What this task involves »
For the listing below, state how many lines include "object". The number alone is the answer.

'''

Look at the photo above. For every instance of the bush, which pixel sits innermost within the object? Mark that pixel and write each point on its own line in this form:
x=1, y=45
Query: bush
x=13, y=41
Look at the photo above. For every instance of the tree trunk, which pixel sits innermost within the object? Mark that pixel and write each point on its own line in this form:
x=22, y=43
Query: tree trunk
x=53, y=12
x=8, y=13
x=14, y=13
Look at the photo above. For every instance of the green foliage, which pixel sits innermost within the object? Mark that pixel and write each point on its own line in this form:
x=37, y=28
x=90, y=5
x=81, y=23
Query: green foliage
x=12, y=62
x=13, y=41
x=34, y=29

'''
'''

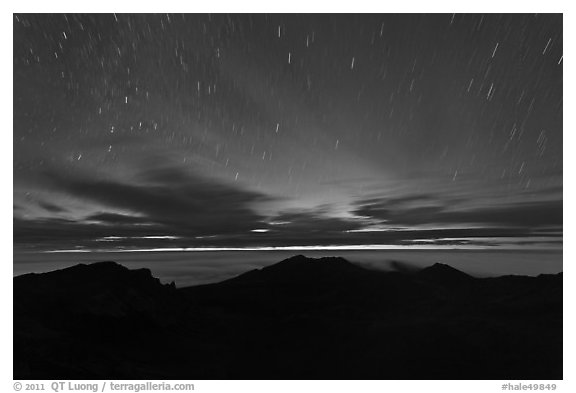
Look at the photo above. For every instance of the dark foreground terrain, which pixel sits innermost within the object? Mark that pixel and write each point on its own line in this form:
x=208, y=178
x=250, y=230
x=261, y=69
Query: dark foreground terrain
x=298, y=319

'''
'''

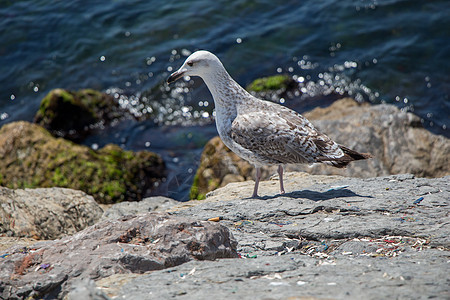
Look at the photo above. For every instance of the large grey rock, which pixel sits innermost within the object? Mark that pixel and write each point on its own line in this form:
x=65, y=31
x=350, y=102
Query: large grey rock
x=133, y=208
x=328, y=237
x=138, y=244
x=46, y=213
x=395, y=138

'''

Result of this exercise »
5